__TASK STATEMENT__.
In your answer, print each of the records below exactly.

*** Block opens ***

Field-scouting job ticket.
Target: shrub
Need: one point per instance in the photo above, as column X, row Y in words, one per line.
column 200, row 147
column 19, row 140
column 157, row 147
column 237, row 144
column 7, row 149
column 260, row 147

*** Block closes ***

__OUTPUT BELOW__.
Field-scouting job ticket.
Target: shrub
Need: one point per instance in the photo above, as column X, row Y in words, one per line.
column 200, row 147
column 19, row 140
column 157, row 147
column 237, row 144
column 7, row 149
column 260, row 147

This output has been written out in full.